Task item →
All entries below are to be set down again, identical to the source.
--- Given information Enclosed Below ---
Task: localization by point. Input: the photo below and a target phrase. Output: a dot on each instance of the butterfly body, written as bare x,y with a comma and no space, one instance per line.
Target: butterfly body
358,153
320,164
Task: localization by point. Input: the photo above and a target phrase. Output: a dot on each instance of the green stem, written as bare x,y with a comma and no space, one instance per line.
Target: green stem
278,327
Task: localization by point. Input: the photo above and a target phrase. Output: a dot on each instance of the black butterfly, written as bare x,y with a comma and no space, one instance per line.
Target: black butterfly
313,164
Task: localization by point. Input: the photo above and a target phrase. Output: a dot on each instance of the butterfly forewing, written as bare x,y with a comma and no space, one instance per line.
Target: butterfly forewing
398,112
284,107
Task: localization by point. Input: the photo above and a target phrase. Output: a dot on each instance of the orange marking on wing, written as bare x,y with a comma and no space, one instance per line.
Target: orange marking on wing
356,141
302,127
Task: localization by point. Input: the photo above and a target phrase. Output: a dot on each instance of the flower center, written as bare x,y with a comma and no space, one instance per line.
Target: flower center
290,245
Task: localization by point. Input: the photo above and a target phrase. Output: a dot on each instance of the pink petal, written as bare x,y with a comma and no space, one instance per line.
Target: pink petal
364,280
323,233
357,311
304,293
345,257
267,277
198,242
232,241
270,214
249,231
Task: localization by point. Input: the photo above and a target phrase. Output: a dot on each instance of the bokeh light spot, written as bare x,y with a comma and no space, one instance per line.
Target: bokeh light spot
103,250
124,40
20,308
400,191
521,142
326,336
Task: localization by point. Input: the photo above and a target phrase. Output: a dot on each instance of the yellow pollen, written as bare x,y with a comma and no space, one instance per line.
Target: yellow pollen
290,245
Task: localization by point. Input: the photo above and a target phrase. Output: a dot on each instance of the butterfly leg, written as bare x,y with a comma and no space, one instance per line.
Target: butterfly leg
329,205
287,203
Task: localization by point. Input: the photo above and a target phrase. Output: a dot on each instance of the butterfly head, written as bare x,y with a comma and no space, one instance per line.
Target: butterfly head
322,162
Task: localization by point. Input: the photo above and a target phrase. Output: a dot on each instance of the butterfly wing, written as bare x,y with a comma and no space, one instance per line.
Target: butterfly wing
--- End of Enclosed Given information ---
Written answer →
Task: localization by point. Input: the photo below and a target phrase. Output: a dot on each instance of the butterfly body, written as bare x,y with a comma and no space, one instance per line.
Target: butterfly body
358,153
320,164
Task: localization by point. Input: the photo above and a target phrase. Output: a dot on each instance of the green stem, written as bare x,y with a comma and no space, one instance per line.
Target: green stem
278,327
Task: localization by point. Input: the photo above and a target phrase. Output: a dot on each instance of the black butterfly, written as bare x,y with a comma and no space, one instance per line.
Target: black butterfly
313,164
Task: localization by point. Input: the photo above and a target phrase. Output: a dot on each instance of the butterfly forewing, written as bare x,y with a comma and no space, one instance per line.
Target: butterfly forewing
398,112
284,107
Task: localization by point. Input: the photo above and a target phrase. Output: a dot on each instance of the orange marking on wing, written as bare x,y with a comma and no space, one instance per line.
Target: orange marking on wing
356,141
302,127
Task: localization by point. Input: the photo above and a target phrase. Output: a dot on each instance of the flower center, written as bare x,y with a comma and no space, one instance per line.
Target: flower center
290,245
Task: localization by point. Input: the photo above and a target phrase. Output: a dot on each instance of the pink petal, written as bare x,y with a comma and no space, one instance per line.
Target: pink petal
364,280
323,233
357,311
304,293
345,257
267,277
198,242
232,241
270,214
249,231
Task: localization by point. Input: the photo above and a target phrase. Output: a dot on each instance of the bokeh light spot, written as bare x,y with a comma and no space, one instance per line.
Target: bokeh light spot
103,250
124,40
20,308
400,191
521,142
326,336
Task: localization by point. Input: the photo above and a target phrase. Output: a dot on each instance of the yellow pollen, written as bare x,y with a comma and no space, one instance per line.
Target: yellow pollen
290,245
Task: localization by point. Input: the photo above and a target phrase. Output: a dot on each instance of the butterfly leg, written as bare x,y with a comma and no space, one instance per line.
Target: butterfly leg
329,205
287,203
Task: localization by point. Input: the photo above and a target phrase. Output: a dot on each instance of the butterfly head, written as bare x,y with a comma and no space, one instance per line.
Target: butterfly head
322,162
Task: localization by point. Input: the photo above and a target phrase. Output: a dot on each instance of the butterfly wing, written as bare x,y with a comma and no space, one instance per line.
Target: butterfly wing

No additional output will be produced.